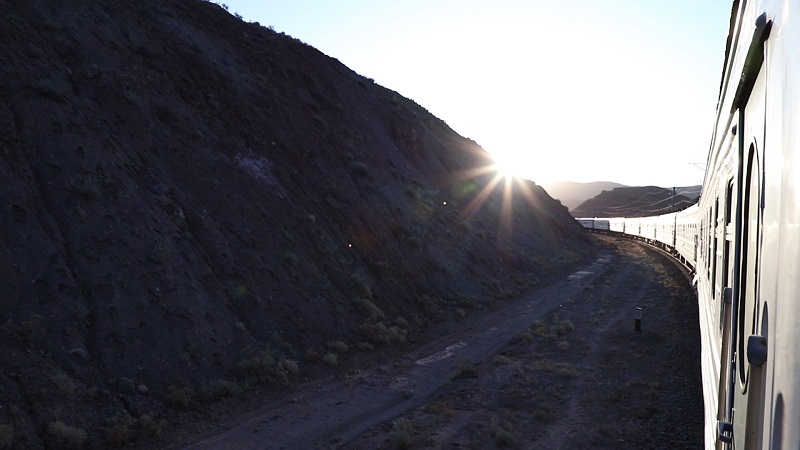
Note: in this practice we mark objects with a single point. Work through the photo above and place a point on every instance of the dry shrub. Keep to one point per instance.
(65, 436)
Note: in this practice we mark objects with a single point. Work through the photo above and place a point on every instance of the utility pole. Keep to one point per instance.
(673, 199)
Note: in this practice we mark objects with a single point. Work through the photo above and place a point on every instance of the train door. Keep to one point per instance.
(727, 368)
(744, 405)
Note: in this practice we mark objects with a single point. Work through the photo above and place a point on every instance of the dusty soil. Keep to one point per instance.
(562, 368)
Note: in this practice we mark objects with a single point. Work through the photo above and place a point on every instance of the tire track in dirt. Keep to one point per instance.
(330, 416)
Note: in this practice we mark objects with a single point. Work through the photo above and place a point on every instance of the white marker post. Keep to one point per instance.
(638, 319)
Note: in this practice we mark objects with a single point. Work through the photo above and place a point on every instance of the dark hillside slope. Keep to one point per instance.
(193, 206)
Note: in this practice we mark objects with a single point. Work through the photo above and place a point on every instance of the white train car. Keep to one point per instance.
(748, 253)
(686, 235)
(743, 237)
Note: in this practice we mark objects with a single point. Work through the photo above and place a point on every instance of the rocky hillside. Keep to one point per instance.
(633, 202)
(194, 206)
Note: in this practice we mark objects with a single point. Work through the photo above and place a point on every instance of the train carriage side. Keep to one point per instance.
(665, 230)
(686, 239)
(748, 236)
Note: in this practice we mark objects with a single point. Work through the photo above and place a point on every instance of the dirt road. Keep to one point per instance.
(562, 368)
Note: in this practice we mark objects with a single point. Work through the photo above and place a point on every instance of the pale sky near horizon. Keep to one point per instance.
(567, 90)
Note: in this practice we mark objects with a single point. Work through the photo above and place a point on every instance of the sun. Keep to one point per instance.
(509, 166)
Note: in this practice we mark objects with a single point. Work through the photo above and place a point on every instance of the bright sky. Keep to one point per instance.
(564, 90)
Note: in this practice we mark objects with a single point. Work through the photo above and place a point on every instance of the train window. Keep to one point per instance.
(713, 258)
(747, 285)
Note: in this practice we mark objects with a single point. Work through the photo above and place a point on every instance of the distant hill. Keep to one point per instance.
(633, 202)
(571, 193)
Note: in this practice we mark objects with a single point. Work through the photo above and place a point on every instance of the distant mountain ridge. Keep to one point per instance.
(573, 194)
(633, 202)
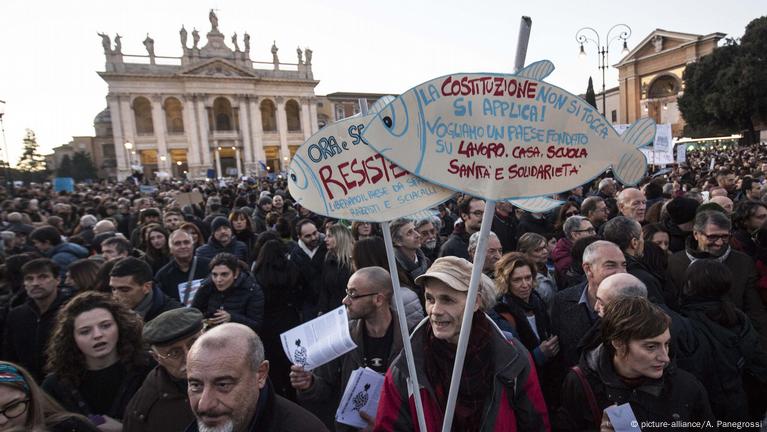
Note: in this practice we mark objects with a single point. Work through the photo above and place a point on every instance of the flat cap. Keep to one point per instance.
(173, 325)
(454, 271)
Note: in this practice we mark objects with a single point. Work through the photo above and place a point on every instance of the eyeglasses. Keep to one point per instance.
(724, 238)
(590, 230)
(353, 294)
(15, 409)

◆ ◆ ◆

STATED TASK:
Return all the entries word for word, but omit any pictures they contain.

THE COMPLETED TASK:
Note: in this practice we mark objects with a single point. Work through the photo above and place a point on every instance of the dry shrub. Keep to one point per instance.
(65, 436)
Note: in this practice we mark objects with a single point. Work through the photo above and place a point on every instance of the utility pole. Keep to one point per instance.
(673, 199)
Note: in this practice we mark objects with a single point. Work through the photo above and place a point on every instance of the train door. Keep to one point per instance.
(727, 368)
(744, 405)
Note: in this practice we mark objects with a single point. Work through the photo above and place a point on every instance of the dusty soil. Keep to one point per instance.
(562, 368)
Note: in this practice we mark objects with a single point. Work through the photo above and place a point on every instance of the tire track in dirt. Keep to one point per instance.
(330, 416)
Note: in this practice we mark objects with a single point. Work through the photo above and place a point on every instance of the white marker post. Keep to one point per instance.
(638, 319)
Note: in this practice we mark objects with a single point. Work through the photo above and place a point on every instance of the dark hillside slope. Keep to one point per instance.
(193, 206)
Note: in this practice we mark objects with a single point. Work through the photo above and place a point on every instance of the white train car. Keep to one point per instance.
(748, 253)
(686, 235)
(743, 237)
Note: in this practice we mark objects with a single point. Work through the photo above and place a point on every instance of the rocky hillside. Keep to one point per instance.
(633, 202)
(194, 206)
Note: in this practice we mark objects with a single point. Work through the photo above and place a point on every instance of the train carriage side. Keep to one point per instance.
(665, 230)
(686, 239)
(748, 236)
Note: in this practice we mark objects with a single point. Work through the photo above and place a point on every instance of the dirt road. Keep to one point per instance.
(562, 368)
Note: in this practice we mark objects with a single point. Work through the photo above and place a point on every instance of the pale sky near horizon. Keep to one point per instance.
(567, 90)
Note: in this practice we mark objects with a single point. Work through the photo above and place a point on every instance of the sun. Keep to one point per instance.
(509, 166)
Note: in this practice we mark objects with a single point. Work through the photo above and place a point on every instance of the bright sky. Keep to one point per instance.
(564, 90)
Note: in this practice we mark objects with a single point. Work through the photo above and place a point on every instance of the train window. Keep to one point per instance.
(713, 258)
(747, 285)
Note: in this practice we mark objects with a single point. Work through the photo above and place a point on every instance of the distant hill. Keep to one point per instance.
(633, 202)
(571, 193)
Note: in this practice we mark objects with a single point. Work through the photo above and place a point on every instance of the distant mountain ridge. Keep to one point per instance.
(573, 194)
(633, 202)
Note: in this practice we mark objects with a single point. Work through the photo above and place a point on every instance of the flat cap. Keep to one point per instance.
(173, 325)
(454, 271)
Note: in this practice we mark objects with a single point. Work through the photo above and place a point on every instance of the eyeglasses. Keep to one point per instance.
(724, 238)
(590, 230)
(353, 294)
(15, 409)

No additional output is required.